**Work to complete:** Pick out each line in the items below that contains the word "stick" and copy it.
* START *
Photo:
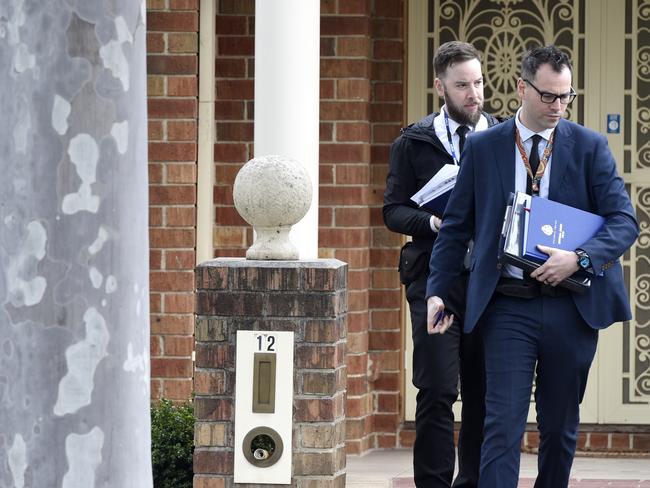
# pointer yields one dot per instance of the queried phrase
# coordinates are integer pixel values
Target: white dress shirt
(521, 173)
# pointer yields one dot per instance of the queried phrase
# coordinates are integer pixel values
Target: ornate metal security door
(609, 44)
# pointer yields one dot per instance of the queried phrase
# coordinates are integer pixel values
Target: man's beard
(459, 115)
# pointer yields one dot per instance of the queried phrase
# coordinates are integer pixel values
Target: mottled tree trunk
(74, 301)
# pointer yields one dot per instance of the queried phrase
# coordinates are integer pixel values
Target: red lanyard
(543, 162)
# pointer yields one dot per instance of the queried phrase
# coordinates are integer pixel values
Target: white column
(287, 57)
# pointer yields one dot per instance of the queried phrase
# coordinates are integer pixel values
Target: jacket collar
(504, 154)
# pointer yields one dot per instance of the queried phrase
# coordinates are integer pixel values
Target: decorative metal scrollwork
(503, 30)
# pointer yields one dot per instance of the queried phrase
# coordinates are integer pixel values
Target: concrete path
(392, 469)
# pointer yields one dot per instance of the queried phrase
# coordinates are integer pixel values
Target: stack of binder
(434, 196)
(532, 221)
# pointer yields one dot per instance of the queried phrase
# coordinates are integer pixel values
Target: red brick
(172, 194)
(155, 173)
(327, 46)
(325, 217)
(178, 345)
(353, 132)
(228, 216)
(354, 7)
(386, 133)
(236, 45)
(355, 258)
(228, 110)
(183, 4)
(171, 280)
(231, 25)
(237, 7)
(181, 173)
(218, 462)
(230, 68)
(389, 8)
(182, 42)
(235, 89)
(155, 347)
(388, 92)
(344, 153)
(344, 111)
(180, 216)
(386, 112)
(231, 153)
(171, 368)
(337, 195)
(353, 46)
(326, 89)
(155, 259)
(351, 217)
(388, 50)
(234, 131)
(172, 324)
(169, 108)
(181, 130)
(389, 28)
(172, 151)
(155, 42)
(382, 340)
(172, 21)
(325, 132)
(172, 65)
(169, 238)
(179, 389)
(342, 26)
(326, 173)
(179, 260)
(182, 86)
(155, 130)
(344, 68)
(343, 238)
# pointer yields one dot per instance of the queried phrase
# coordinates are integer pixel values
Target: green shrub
(172, 444)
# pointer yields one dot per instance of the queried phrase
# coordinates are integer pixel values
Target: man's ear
(521, 87)
(440, 88)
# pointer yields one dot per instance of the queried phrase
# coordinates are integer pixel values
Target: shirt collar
(526, 133)
(453, 125)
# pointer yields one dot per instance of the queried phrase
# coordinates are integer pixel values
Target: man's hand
(560, 265)
(437, 321)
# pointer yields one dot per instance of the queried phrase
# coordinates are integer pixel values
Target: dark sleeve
(399, 212)
(612, 202)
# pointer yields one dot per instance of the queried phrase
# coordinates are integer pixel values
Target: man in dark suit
(529, 324)
(417, 155)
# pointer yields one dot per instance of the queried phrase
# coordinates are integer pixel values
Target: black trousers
(438, 361)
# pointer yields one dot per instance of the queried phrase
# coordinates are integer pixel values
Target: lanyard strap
(543, 162)
(451, 144)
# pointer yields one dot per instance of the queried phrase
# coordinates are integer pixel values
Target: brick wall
(172, 67)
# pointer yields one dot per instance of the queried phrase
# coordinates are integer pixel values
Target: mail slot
(264, 382)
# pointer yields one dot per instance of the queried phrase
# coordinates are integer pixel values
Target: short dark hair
(537, 56)
(453, 52)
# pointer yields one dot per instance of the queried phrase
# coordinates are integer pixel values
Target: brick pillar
(307, 297)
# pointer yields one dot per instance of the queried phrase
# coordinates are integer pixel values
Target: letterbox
(263, 407)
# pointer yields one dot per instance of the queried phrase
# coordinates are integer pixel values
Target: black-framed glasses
(546, 97)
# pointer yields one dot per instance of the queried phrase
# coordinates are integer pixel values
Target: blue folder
(557, 225)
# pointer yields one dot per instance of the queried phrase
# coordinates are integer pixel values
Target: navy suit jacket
(583, 175)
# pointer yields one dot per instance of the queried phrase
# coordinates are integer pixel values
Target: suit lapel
(504, 154)
(561, 158)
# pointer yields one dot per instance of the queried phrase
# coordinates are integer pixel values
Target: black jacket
(415, 156)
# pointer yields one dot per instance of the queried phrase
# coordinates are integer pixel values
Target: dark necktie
(533, 160)
(462, 134)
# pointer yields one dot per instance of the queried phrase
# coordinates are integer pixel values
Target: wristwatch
(584, 261)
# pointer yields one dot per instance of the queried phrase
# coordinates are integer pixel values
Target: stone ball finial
(272, 193)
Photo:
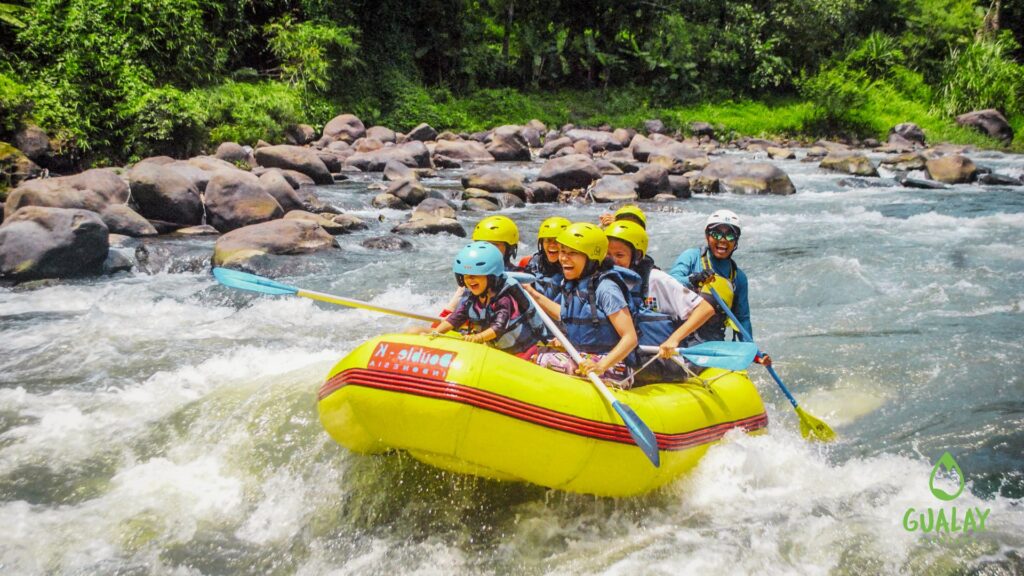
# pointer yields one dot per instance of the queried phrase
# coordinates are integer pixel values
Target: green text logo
(942, 522)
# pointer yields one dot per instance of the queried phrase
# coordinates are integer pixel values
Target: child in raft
(544, 263)
(593, 304)
(492, 309)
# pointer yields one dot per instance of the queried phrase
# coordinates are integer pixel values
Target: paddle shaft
(747, 336)
(360, 304)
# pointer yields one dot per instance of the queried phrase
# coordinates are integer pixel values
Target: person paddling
(493, 311)
(593, 304)
(544, 263)
(712, 265)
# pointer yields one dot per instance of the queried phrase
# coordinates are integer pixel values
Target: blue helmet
(479, 258)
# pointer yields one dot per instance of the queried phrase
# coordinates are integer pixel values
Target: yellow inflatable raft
(471, 409)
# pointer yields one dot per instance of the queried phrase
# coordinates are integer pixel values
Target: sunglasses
(726, 236)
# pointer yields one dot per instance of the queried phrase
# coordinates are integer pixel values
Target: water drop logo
(946, 462)
(944, 522)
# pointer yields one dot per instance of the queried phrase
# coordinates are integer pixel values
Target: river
(164, 424)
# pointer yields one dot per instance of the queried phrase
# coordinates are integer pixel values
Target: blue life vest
(524, 328)
(549, 277)
(586, 326)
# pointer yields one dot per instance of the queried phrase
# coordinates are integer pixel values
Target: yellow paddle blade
(814, 428)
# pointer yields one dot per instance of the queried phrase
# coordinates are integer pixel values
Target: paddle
(253, 283)
(642, 435)
(728, 356)
(809, 425)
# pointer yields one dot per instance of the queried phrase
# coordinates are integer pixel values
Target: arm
(697, 318)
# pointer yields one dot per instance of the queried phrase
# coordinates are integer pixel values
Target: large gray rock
(275, 184)
(164, 194)
(92, 190)
(345, 127)
(569, 172)
(951, 169)
(496, 180)
(465, 151)
(506, 144)
(614, 189)
(754, 177)
(990, 122)
(849, 162)
(236, 248)
(296, 158)
(44, 242)
(237, 199)
(597, 139)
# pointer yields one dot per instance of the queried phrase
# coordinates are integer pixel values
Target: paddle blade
(813, 428)
(251, 282)
(642, 435)
(728, 356)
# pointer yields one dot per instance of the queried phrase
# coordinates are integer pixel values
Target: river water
(163, 424)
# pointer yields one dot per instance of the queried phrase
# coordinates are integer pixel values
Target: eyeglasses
(726, 236)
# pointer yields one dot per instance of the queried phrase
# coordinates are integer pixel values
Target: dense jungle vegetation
(114, 81)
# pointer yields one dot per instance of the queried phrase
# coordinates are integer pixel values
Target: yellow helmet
(634, 211)
(552, 227)
(586, 238)
(721, 285)
(497, 229)
(630, 233)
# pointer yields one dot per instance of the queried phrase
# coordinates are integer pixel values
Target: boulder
(300, 134)
(614, 189)
(274, 183)
(536, 193)
(990, 122)
(303, 160)
(423, 132)
(753, 177)
(598, 140)
(345, 127)
(15, 167)
(237, 199)
(496, 180)
(650, 180)
(569, 172)
(463, 150)
(952, 169)
(389, 243)
(905, 161)
(849, 162)
(908, 131)
(43, 242)
(122, 219)
(381, 133)
(278, 237)
(385, 200)
(506, 144)
(425, 223)
(434, 207)
(163, 194)
(552, 146)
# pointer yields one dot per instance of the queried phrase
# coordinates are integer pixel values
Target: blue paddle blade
(251, 282)
(728, 356)
(642, 435)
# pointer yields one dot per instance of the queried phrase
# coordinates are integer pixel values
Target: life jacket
(714, 329)
(524, 329)
(586, 326)
(549, 277)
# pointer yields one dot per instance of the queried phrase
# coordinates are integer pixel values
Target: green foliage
(246, 113)
(981, 76)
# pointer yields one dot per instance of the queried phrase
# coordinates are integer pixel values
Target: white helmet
(727, 217)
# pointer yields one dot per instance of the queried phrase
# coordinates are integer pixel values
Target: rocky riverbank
(262, 201)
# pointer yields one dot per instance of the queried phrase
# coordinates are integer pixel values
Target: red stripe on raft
(452, 392)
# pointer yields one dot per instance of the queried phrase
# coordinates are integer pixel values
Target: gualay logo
(945, 522)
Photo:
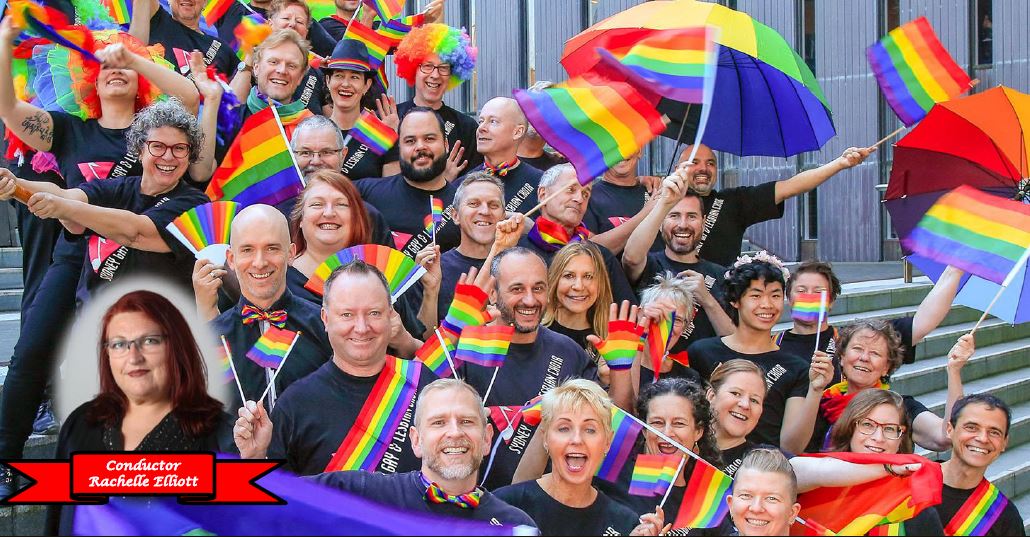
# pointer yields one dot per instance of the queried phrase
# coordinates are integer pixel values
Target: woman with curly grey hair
(127, 215)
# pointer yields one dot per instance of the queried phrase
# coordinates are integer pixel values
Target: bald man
(502, 129)
(259, 254)
(731, 211)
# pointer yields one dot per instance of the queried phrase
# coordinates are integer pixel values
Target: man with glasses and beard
(404, 199)
(451, 436)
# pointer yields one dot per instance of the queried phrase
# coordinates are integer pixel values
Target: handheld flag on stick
(915, 71)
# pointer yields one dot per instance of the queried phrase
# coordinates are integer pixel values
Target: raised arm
(31, 124)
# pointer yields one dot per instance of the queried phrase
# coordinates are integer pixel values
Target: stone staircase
(999, 366)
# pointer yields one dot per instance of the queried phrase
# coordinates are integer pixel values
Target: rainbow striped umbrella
(766, 100)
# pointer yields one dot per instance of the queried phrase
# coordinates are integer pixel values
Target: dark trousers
(43, 325)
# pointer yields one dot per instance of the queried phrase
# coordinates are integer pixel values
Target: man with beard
(502, 129)
(404, 199)
(319, 421)
(560, 222)
(680, 215)
(451, 436)
(731, 211)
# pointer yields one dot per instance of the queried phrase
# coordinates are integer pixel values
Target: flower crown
(762, 256)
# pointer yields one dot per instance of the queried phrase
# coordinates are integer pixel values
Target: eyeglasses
(159, 148)
(324, 154)
(146, 344)
(443, 69)
(868, 427)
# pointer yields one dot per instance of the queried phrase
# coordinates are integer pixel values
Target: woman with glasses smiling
(152, 391)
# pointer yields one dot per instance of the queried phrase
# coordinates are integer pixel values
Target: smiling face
(163, 173)
(737, 404)
(577, 441)
(141, 376)
(279, 71)
(568, 206)
(674, 415)
(760, 305)
(979, 436)
(325, 222)
(481, 208)
(761, 504)
(451, 437)
(346, 88)
(865, 360)
(356, 319)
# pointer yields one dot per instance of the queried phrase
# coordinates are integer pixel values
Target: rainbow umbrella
(766, 100)
(982, 140)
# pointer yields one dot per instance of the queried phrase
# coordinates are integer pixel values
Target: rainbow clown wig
(450, 44)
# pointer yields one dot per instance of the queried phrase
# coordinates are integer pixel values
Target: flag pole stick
(683, 461)
(232, 366)
(281, 366)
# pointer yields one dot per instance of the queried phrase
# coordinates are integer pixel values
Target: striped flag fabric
(371, 131)
(594, 122)
(653, 474)
(915, 71)
(982, 234)
(259, 167)
(484, 345)
(705, 500)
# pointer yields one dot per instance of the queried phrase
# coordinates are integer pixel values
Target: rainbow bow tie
(250, 314)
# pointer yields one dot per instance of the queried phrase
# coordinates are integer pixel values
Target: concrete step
(930, 374)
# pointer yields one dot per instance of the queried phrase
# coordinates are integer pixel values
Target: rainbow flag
(370, 436)
(467, 309)
(434, 355)
(915, 71)
(705, 500)
(982, 234)
(595, 123)
(808, 307)
(377, 45)
(658, 337)
(272, 347)
(619, 349)
(259, 167)
(980, 511)
(625, 429)
(387, 9)
(484, 345)
(653, 474)
(215, 9)
(374, 133)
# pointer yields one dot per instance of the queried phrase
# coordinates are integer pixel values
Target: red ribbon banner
(91, 477)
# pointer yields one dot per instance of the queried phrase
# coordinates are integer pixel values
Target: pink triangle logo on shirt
(95, 170)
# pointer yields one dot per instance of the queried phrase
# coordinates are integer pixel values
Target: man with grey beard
(451, 436)
(404, 199)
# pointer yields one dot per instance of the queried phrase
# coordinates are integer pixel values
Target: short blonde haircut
(573, 395)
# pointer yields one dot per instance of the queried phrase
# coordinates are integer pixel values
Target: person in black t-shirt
(502, 128)
(451, 437)
(731, 211)
(180, 34)
(577, 433)
(753, 295)
(560, 222)
(680, 215)
(317, 417)
(816, 276)
(422, 63)
(404, 199)
(348, 78)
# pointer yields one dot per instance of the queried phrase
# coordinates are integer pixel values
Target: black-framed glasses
(159, 148)
(868, 427)
(443, 69)
(147, 344)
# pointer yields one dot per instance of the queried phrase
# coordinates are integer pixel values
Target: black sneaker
(45, 423)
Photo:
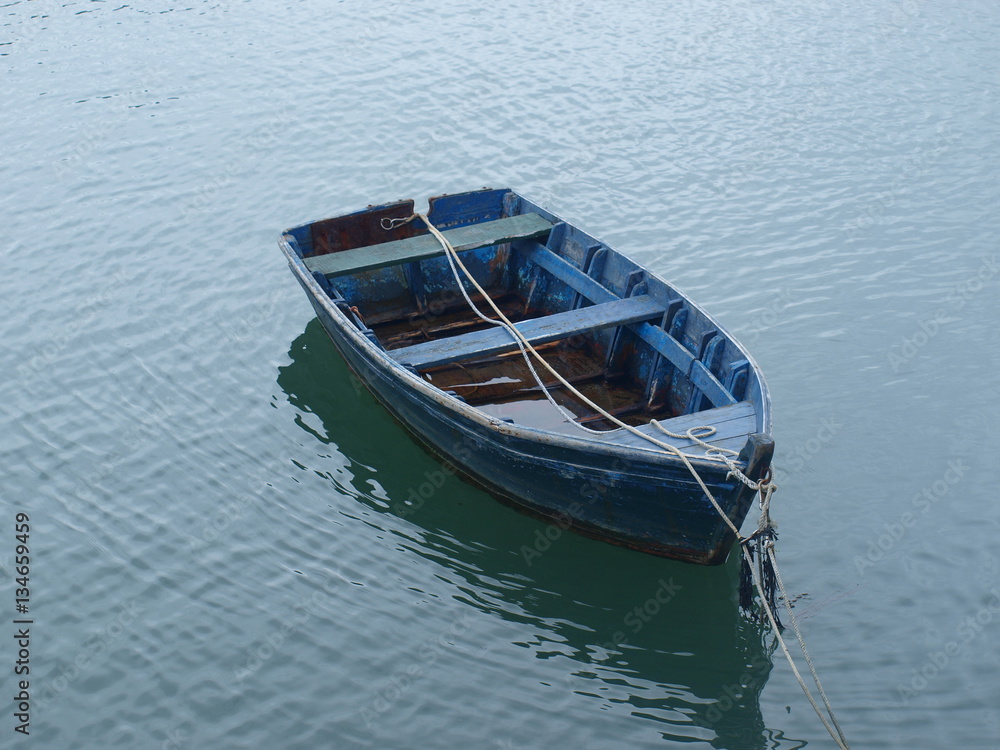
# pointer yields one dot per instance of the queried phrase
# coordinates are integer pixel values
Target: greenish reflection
(664, 638)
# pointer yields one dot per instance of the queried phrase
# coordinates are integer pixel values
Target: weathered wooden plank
(661, 341)
(538, 331)
(426, 245)
(731, 422)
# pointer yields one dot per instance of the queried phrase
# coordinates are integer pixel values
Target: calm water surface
(218, 552)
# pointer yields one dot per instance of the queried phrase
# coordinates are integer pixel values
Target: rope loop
(763, 575)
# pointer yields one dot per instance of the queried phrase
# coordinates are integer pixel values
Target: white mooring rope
(696, 435)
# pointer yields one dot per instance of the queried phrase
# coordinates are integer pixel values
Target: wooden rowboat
(626, 340)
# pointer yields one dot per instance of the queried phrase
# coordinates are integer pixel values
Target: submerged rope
(762, 541)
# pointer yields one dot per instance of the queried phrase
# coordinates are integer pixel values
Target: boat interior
(621, 336)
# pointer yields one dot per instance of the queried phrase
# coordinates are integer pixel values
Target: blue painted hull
(631, 496)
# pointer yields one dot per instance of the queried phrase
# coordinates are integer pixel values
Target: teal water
(219, 552)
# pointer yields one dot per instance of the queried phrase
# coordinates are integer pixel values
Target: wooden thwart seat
(523, 226)
(496, 340)
(660, 340)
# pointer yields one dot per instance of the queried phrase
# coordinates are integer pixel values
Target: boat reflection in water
(662, 641)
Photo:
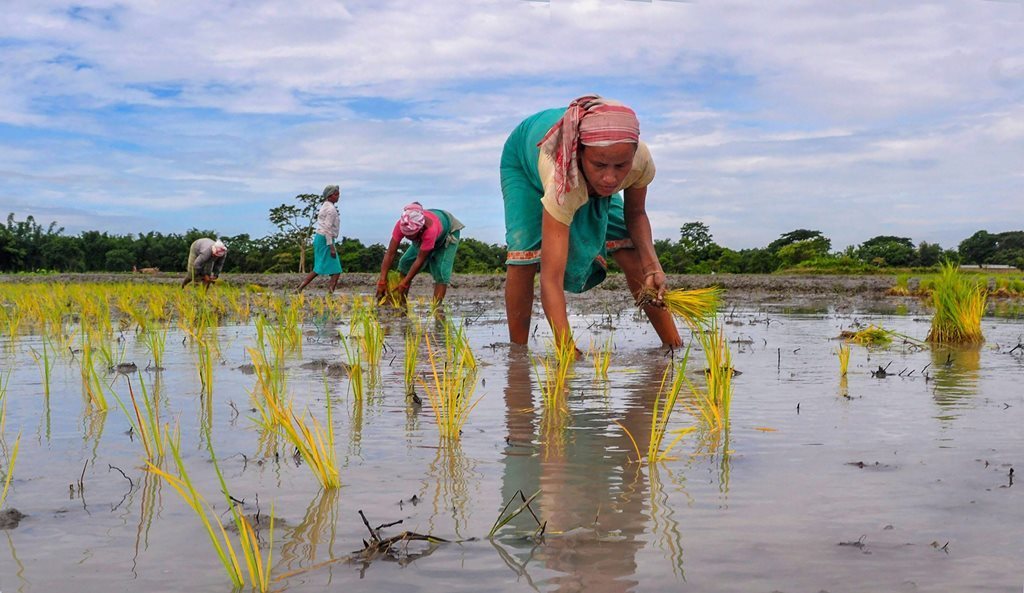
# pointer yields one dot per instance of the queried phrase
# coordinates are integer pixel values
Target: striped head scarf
(412, 219)
(591, 121)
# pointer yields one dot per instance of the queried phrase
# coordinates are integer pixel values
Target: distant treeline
(27, 246)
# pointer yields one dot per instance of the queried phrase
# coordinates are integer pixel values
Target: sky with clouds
(853, 118)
* END *
**Right answer:**
Target: handheld flag on stick
Target: flag pole stick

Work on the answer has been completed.